§ **REQUIREMENT**: A single number is needed: how many lines of the data hold the word "tray".

══════════

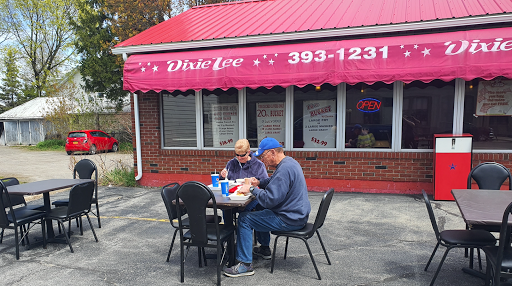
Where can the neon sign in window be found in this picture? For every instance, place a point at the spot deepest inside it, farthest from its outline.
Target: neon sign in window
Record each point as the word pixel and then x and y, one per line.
pixel 369 105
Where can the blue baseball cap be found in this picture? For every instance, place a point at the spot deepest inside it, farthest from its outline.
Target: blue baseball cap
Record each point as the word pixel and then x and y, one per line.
pixel 266 144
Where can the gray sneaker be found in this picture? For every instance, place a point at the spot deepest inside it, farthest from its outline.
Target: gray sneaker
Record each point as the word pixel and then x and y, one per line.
pixel 263 252
pixel 241 269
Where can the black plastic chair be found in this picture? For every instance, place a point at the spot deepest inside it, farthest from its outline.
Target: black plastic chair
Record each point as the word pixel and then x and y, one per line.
pixel 307 232
pixel 450 239
pixel 19 204
pixel 499 258
pixel 195 197
pixel 490 176
pixel 80 197
pixel 16 219
pixel 85 168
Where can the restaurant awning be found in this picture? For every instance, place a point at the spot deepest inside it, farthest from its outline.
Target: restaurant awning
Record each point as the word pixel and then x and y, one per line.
pixel 485 53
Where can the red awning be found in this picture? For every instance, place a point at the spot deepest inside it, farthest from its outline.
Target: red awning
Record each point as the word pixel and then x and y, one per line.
pixel 468 54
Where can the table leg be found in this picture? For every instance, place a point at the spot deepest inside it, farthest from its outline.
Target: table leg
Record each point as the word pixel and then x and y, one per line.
pixel 50 234
pixel 228 214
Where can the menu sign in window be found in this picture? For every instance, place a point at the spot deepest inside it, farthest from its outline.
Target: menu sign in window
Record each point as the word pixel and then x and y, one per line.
pixel 270 120
pixel 225 124
pixel 319 123
pixel 494 98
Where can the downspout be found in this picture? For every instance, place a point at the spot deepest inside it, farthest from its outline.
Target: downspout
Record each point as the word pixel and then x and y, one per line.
pixel 137 136
pixel 137 130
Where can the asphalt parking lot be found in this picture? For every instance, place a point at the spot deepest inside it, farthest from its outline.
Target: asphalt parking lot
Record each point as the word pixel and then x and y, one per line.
pixel 371 239
pixel 29 166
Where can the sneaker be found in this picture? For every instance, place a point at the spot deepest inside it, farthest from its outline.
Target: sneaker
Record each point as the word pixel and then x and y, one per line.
pixel 263 252
pixel 241 269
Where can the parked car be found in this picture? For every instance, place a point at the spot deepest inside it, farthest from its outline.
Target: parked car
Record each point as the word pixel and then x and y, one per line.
pixel 90 141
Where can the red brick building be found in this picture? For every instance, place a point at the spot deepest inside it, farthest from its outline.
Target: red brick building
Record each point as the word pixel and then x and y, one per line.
pixel 308 73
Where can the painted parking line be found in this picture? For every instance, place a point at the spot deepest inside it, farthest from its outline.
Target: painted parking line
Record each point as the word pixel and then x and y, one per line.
pixel 136 218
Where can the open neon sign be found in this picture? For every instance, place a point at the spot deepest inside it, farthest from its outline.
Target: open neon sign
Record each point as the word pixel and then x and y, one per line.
pixel 369 105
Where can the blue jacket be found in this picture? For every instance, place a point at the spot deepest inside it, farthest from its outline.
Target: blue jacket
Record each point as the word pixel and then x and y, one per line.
pixel 253 168
pixel 286 193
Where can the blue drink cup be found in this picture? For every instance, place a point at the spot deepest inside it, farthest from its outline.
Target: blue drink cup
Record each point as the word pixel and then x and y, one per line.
pixel 215 180
pixel 224 186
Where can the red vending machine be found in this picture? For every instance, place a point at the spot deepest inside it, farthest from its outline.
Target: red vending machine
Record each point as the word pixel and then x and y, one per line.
pixel 452 163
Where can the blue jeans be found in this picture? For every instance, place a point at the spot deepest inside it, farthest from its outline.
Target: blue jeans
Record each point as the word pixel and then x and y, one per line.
pixel 262 222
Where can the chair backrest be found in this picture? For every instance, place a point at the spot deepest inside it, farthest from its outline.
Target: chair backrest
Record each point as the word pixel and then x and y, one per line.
pixel 168 195
pixel 504 244
pixel 80 198
pixel 431 214
pixel 5 202
pixel 322 210
pixel 195 196
pixel 15 199
pixel 85 168
pixel 490 175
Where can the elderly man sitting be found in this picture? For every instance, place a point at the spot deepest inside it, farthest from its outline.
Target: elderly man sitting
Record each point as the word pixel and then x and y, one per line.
pixel 285 198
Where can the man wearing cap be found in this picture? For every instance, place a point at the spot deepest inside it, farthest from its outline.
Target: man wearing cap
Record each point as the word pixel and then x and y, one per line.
pixel 284 196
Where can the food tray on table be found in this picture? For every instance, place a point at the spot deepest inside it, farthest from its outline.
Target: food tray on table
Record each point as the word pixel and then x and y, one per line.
pixel 231 184
pixel 236 197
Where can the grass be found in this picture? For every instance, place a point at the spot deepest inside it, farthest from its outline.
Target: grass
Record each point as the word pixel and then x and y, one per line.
pixel 126 147
pixel 122 176
pixel 47 145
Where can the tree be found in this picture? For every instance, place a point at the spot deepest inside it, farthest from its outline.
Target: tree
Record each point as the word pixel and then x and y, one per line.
pixel 101 24
pixel 101 70
pixel 191 3
pixel 41 32
pixel 11 86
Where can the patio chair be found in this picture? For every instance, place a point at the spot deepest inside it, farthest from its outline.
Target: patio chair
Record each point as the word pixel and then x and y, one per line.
pixel 499 258
pixel 85 168
pixel 80 197
pixel 19 204
pixel 450 239
pixel 16 219
pixel 490 176
pixel 168 195
pixel 195 197
pixel 307 232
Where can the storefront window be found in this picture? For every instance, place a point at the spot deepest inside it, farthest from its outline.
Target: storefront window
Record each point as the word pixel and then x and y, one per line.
pixel 487 113
pixel 369 117
pixel 220 117
pixel 266 114
pixel 314 116
pixel 427 110
pixel 179 119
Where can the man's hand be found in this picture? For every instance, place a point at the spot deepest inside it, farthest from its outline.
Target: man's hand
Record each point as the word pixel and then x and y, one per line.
pixel 244 189
pixel 255 182
pixel 224 173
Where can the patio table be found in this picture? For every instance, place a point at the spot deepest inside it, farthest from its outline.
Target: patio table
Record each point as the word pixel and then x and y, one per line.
pixel 482 209
pixel 45 187
pixel 228 205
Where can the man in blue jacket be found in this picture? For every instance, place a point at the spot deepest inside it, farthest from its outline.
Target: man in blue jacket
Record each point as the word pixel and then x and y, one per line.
pixel 284 196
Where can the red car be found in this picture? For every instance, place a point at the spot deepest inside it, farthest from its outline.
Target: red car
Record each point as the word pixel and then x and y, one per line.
pixel 90 141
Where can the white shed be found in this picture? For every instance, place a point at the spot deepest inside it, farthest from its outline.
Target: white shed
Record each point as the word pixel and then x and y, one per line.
pixel 25 124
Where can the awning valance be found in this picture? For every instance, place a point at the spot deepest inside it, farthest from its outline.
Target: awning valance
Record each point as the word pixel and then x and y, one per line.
pixel 470 54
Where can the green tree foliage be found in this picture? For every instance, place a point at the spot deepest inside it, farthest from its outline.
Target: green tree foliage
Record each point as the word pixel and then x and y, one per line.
pixel 191 3
pixel 41 33
pixel 10 90
pixel 100 69
pixel 101 24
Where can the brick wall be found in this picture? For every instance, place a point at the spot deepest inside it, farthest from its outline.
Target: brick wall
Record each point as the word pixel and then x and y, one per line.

══════════

§ **TASK RESPONSE**: 2